What do the lines say from the one containing "Note: in this drill the class marks the calm" to the end of the records? Restate them word for word, and only those.
=== INFORMATION ===
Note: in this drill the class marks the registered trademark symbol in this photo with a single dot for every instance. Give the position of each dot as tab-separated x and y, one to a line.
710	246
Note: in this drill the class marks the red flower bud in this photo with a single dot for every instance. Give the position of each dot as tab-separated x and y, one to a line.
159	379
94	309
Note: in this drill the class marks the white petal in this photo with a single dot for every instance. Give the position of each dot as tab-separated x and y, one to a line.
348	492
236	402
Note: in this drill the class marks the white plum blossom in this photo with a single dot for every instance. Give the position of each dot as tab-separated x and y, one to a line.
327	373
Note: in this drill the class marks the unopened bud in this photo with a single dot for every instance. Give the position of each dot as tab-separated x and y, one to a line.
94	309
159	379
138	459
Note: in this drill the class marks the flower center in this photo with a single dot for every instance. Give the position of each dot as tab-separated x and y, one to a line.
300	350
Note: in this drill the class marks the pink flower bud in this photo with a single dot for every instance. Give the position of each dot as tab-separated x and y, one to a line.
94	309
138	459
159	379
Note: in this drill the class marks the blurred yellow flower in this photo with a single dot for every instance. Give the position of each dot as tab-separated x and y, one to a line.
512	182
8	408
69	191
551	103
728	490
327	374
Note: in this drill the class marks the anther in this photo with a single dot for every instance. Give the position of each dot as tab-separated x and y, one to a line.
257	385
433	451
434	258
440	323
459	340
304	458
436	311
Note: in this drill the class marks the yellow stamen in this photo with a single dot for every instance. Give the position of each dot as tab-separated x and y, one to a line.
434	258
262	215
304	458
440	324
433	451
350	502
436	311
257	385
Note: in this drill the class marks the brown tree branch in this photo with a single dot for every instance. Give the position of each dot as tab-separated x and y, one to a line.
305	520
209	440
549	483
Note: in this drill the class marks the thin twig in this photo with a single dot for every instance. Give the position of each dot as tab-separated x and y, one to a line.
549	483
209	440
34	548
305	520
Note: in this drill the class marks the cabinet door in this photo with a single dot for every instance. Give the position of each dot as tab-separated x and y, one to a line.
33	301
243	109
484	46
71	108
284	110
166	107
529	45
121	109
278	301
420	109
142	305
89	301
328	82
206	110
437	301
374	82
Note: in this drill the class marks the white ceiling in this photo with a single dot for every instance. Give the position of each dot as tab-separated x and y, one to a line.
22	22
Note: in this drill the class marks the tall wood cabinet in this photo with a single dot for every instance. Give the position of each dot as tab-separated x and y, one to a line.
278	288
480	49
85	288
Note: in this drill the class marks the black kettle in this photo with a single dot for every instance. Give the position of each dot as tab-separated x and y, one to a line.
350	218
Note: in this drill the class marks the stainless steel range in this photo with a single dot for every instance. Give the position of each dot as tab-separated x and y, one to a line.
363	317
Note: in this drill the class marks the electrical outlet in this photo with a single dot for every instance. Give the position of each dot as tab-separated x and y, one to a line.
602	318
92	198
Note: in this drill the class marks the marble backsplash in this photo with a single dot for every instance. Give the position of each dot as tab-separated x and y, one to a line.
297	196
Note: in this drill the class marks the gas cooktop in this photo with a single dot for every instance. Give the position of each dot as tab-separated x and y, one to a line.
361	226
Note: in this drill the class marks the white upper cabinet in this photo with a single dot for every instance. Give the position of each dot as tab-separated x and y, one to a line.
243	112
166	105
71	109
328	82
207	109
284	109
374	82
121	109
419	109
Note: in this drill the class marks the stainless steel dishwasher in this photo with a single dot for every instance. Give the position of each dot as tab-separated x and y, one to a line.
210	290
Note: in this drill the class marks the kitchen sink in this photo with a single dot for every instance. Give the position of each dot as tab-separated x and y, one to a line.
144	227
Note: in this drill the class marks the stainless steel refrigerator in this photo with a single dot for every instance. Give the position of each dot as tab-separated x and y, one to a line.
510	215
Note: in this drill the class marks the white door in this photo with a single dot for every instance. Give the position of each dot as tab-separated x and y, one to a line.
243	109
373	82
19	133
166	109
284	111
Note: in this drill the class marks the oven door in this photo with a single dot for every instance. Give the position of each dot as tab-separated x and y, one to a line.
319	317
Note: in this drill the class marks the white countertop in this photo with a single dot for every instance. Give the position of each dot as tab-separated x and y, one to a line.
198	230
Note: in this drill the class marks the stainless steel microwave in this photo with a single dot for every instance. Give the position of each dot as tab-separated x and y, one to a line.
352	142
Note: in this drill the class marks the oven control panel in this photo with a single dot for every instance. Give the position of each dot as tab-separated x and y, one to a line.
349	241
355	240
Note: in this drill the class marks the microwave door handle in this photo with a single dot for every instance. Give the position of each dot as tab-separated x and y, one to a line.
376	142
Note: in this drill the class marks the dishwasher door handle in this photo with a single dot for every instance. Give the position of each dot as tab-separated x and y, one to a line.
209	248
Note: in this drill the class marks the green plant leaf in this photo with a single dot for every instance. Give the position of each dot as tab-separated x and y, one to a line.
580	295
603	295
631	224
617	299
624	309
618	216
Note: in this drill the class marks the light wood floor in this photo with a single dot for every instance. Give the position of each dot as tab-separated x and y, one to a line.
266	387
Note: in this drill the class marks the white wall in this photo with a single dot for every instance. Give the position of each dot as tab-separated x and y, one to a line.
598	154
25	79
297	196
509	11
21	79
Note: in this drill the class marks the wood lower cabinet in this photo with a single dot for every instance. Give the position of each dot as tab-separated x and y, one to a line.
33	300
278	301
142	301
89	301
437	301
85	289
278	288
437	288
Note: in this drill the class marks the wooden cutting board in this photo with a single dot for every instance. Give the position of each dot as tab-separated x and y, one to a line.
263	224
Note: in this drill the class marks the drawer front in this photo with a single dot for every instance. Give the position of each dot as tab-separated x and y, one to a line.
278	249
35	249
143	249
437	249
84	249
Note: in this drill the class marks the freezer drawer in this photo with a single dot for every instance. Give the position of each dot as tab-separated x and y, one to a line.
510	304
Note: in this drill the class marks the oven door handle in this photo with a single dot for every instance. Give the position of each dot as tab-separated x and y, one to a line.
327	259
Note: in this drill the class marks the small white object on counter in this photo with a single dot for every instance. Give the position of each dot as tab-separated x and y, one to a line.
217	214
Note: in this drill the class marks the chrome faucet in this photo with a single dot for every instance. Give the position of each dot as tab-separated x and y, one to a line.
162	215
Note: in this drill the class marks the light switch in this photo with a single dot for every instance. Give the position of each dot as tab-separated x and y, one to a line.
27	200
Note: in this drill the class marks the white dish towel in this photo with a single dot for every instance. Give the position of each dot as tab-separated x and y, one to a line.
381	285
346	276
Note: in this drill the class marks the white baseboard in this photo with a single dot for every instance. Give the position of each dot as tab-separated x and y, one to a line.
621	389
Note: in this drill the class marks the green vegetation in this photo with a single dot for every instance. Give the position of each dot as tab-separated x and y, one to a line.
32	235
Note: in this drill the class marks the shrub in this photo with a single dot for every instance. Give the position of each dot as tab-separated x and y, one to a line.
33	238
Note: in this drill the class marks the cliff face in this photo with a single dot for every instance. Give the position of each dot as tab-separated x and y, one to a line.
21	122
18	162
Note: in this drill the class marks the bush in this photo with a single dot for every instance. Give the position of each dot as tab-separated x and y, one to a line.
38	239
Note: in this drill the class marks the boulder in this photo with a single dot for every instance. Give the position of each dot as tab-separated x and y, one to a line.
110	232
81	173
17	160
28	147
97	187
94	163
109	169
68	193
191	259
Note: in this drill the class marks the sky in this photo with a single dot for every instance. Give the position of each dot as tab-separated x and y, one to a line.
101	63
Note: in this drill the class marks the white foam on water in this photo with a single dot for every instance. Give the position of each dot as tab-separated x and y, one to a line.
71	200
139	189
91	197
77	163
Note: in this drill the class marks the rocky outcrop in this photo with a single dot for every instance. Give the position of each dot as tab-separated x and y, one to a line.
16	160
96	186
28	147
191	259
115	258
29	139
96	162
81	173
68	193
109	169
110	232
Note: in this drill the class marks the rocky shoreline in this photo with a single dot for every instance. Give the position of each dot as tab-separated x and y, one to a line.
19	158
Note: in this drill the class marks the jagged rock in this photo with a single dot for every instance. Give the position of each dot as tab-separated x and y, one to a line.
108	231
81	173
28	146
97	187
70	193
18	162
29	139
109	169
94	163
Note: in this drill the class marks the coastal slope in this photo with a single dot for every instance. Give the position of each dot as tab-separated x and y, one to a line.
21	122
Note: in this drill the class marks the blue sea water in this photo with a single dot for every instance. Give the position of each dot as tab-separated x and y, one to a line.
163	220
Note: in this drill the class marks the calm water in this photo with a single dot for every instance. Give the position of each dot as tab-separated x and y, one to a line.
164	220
===
__ANSWER TO THE EXERCISE__:
Note: in this drill the class marks the calm water in this photo with a single dot for every instance. Give the position of each dot as tab-separated x and y, one to a line.
164	220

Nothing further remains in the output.